- Stated problem 1: Please transcribe the binary search article from "However, that’s not" to "elements satisfy p.", inclusive.
- Stated problem 2: In one to three sentences, explain why the binary search article considers C++'s lower_bound not quite right for finding the partition point.
>> START Supplied passage
Binary search on the integer number line

Consider a predicate p(x) such that:

In other words, [1..n] is partitioned by p(x) at k.

In problems such as this one (First Bad Version), we are asked to implement an algorithm analogous to git’s bisect command. Based on the problem statement, it is straightforward to model it as the above partitioning scheme.

Then there’s problems such as this other one (Arranging Coins) where the connection to partitioning is not exactly obvious, but it’s still there.

A naive approach to finding k is to iterate over [1..n] sequentially and stop when p(x) no longer holds. The time-complexity of this algorithm is O(n) (ignoring the cost of computing p(x)).

A more efficient approach is to perform a binary search over [1..n]. This brings down the time-complexity to O(lg n). Visually:

     [xxxxxxxxxxooo]
     /     /\      \
    /     /  \      \
   /     /    \      \
a:[xxxxxx]  b:[xxxxooo]

p(x) holds for a's last element.
This means that the partition point (k) is not in this range.
We are safe to discard range `a`, halving our search space.

The algorithm works and it’s quite efficient, but implementing binary search can be quite a hassle. I think that playing around with indices is a pain, and it’s very easy to forget when to +1 something or when not to do it. I can rarely get it right on the first try.

When implementing something is too costly, we must first turn our attention to libraries. Thankfully, binary search is a common enough algorithm that it’s not a big surprise to find an implementation in the standard library of our language of choice.

For example, C++’s algorithm library provides the lower_bound operation with the following signature:

template< class ForwardIt, class T >
ForwardIt lower_bound( ForwardIt first, ForwardIt last, const T& value );

// -- or --

template< class ForwardIt, class T, class Compare >
ForwardIt lower_bound( ForwardIt first, ForwardIt last, const T& value, Compare comp );

However, that’s not quite the droid we’re looking for. The function assumes that we know the element we’re looking for and only tries to find its position (roughly) in the range. Although we could jump through some hoops to make lower_bound work, C++11 has sneaked in a function that better suits our needs: partition_point. Take a look at its signature and description:

template< class ForwardIt, class UnaryPredicate >
ForwardIt partition_point( ForwardIt first, ForwardIt last, UnaryPredicate p );

Examines the partitioned (as if by std::partition) range [first, last) and locates the end of the first partition, that is, the first element that does not satisfy p or last if all elements satisfy p.
>> END Supplied passage
>> START Dataset content
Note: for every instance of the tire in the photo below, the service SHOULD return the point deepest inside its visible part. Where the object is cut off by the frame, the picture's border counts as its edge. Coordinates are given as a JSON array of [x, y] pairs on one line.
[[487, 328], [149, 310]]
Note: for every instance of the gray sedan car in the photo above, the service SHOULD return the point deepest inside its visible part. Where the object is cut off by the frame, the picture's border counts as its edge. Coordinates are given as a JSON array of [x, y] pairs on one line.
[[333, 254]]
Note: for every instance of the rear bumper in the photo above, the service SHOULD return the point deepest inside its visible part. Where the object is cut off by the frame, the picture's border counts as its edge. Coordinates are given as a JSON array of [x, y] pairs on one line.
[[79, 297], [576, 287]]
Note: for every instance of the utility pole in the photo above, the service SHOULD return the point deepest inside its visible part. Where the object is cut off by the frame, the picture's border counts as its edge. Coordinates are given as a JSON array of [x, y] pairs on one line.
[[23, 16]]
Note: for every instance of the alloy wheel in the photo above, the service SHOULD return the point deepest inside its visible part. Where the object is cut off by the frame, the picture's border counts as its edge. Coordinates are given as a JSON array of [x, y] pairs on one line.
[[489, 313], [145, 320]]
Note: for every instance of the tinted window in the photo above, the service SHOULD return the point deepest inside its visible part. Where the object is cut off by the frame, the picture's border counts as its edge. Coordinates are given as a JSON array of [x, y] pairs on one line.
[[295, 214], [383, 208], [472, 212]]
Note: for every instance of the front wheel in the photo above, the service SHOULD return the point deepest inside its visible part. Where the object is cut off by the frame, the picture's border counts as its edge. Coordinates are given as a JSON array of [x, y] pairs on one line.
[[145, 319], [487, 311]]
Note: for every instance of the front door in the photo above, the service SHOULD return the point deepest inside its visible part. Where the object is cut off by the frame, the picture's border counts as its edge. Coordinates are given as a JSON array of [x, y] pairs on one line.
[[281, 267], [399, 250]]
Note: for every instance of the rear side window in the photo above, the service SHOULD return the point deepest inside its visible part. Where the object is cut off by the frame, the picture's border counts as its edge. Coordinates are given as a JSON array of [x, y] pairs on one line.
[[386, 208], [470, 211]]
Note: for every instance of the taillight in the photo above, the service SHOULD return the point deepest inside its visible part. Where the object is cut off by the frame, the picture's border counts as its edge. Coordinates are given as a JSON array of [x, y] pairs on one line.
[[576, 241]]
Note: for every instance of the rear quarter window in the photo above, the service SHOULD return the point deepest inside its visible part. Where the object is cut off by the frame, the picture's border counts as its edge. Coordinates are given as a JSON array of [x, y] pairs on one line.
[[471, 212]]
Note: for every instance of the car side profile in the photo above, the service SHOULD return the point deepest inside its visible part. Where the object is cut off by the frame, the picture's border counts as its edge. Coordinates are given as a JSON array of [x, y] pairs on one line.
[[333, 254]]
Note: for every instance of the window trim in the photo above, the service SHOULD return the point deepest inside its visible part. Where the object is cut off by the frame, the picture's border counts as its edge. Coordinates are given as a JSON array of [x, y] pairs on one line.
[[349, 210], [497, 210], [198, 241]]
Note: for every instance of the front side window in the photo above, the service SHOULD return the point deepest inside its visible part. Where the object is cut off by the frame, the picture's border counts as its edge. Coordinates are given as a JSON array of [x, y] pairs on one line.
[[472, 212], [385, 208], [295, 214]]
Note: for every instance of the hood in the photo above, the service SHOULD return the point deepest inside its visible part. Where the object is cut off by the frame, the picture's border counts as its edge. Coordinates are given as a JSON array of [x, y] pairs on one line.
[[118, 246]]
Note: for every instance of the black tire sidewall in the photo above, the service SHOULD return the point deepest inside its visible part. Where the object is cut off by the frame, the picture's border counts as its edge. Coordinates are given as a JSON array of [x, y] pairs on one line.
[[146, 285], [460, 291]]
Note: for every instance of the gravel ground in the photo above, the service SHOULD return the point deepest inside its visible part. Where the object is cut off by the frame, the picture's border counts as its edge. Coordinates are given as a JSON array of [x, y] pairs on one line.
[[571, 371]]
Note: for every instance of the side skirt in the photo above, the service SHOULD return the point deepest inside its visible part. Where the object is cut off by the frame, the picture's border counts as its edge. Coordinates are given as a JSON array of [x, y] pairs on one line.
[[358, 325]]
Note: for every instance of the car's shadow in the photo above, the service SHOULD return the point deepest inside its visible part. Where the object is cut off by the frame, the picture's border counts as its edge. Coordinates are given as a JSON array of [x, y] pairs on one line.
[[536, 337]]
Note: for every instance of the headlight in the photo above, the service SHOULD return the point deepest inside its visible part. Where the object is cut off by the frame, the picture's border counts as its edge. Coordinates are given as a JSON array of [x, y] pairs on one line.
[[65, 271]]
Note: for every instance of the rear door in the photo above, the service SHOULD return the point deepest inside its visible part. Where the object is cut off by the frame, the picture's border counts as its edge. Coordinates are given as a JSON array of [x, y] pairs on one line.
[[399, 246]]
>> END Dataset content
- Exercise solution 1:
However, that’s not quite the droid we’re looking for. The function assumes that we know the element we’re looking for and only tries to find its position (roughly) in the range. Although we could jump through some hoops to make lower_bound work, C++11 has sneaked in a function that better suits our needs: partition_point. Take a look at its signature and description:

template< class ForwardIt, class UnaryPredicate >
ForwardIt partition_point( ForwardIt first, ForwardIt last, UnaryPredicate p );

Examines the partitioned (as if by std::partition) range [first, last) and locates the end of the first partition, that is, the first element that does not satisfy p or last if all elements satisfy p.

- Exercise solution 2: The article says lower_bound assumes we already know the element we're looking for and only tries to find its position in the range. Making it work would mean jumping through some hoops, so the article turns to partition_point, which suits the need better.